- Task input

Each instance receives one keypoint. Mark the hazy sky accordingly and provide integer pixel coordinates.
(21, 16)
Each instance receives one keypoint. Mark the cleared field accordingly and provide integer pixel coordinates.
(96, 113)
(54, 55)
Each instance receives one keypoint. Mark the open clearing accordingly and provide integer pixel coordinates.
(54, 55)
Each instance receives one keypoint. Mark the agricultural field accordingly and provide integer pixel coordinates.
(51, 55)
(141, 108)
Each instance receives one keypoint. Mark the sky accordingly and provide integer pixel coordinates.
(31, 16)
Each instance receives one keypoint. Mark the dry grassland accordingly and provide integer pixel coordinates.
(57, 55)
--
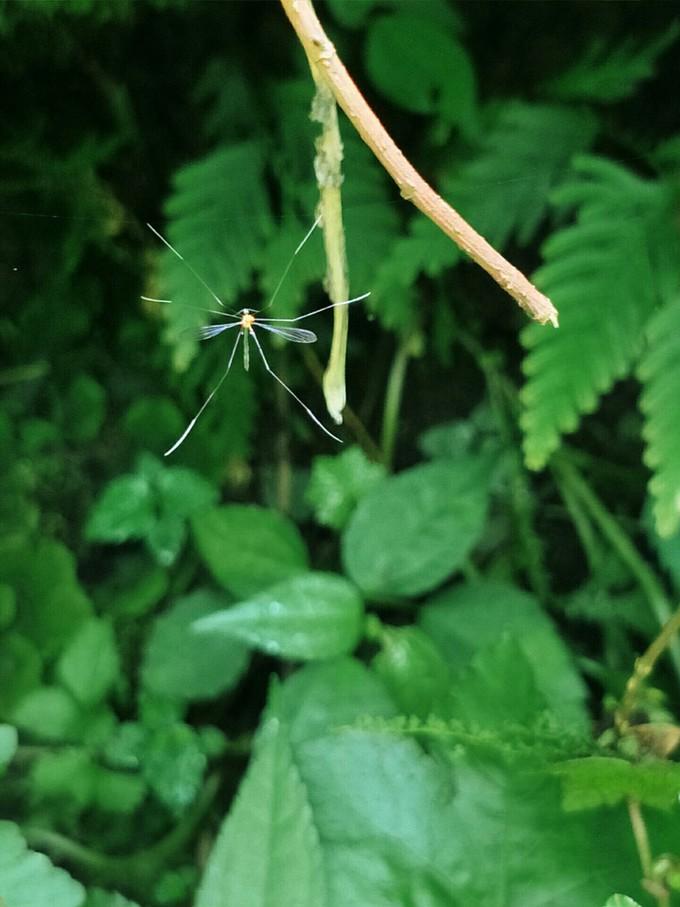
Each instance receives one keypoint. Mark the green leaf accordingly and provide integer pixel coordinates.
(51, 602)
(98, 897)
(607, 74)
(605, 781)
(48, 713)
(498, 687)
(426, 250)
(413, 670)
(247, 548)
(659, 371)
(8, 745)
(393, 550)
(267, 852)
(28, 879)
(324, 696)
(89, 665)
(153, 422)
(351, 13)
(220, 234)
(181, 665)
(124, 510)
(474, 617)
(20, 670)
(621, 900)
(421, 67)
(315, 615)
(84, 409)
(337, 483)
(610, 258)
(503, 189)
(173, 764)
...
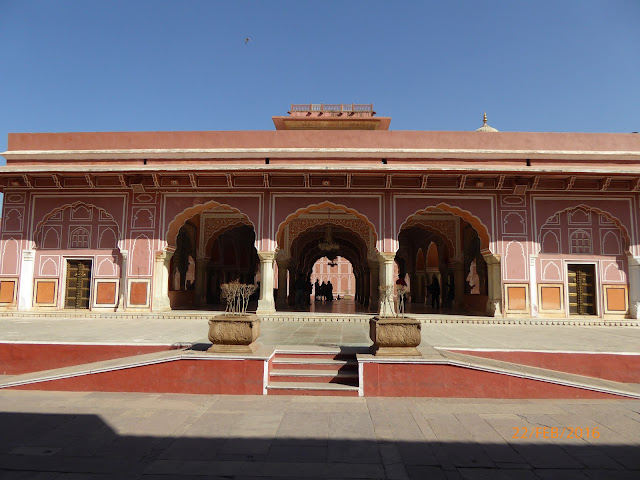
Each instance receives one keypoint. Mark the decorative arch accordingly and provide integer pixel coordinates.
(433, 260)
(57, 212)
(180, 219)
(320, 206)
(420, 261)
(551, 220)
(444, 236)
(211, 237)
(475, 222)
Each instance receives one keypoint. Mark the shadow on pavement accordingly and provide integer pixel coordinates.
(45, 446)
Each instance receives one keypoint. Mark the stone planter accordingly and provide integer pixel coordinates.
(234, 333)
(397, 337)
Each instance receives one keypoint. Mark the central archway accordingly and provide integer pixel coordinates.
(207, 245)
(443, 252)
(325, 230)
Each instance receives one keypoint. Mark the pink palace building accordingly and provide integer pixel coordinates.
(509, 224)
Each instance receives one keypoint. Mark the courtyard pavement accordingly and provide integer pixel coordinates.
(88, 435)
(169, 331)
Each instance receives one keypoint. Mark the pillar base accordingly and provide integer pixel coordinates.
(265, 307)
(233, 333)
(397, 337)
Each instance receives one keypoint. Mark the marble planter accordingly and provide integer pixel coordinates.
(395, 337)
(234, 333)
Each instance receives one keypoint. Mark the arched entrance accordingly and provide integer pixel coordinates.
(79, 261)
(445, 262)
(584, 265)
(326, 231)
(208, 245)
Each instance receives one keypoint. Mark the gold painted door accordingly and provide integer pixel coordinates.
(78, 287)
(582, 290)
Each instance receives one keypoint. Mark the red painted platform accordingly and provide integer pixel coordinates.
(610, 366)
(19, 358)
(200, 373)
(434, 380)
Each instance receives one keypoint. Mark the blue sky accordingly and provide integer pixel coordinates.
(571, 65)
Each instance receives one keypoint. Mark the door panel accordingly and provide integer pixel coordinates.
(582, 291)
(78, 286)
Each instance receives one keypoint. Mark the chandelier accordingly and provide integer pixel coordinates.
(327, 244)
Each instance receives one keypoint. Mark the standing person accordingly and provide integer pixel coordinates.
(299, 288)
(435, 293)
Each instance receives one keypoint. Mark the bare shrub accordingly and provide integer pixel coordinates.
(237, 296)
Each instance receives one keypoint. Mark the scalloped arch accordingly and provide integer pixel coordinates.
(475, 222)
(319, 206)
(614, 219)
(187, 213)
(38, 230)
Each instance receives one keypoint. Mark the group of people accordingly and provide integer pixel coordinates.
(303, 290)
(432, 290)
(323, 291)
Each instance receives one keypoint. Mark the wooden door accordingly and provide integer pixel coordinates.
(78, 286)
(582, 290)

- Exercise goal
Pull out each line of the records that contains the word "painted", treating uppercase and lowercase as different.

- Expected output
Each instance receives one keypoint. Mark the gold painted door accordingly and provide integer pixel coordinates.
Each instance receives one keypoint. Mark the red painted platform accordingly and provide integer pixel coordinates.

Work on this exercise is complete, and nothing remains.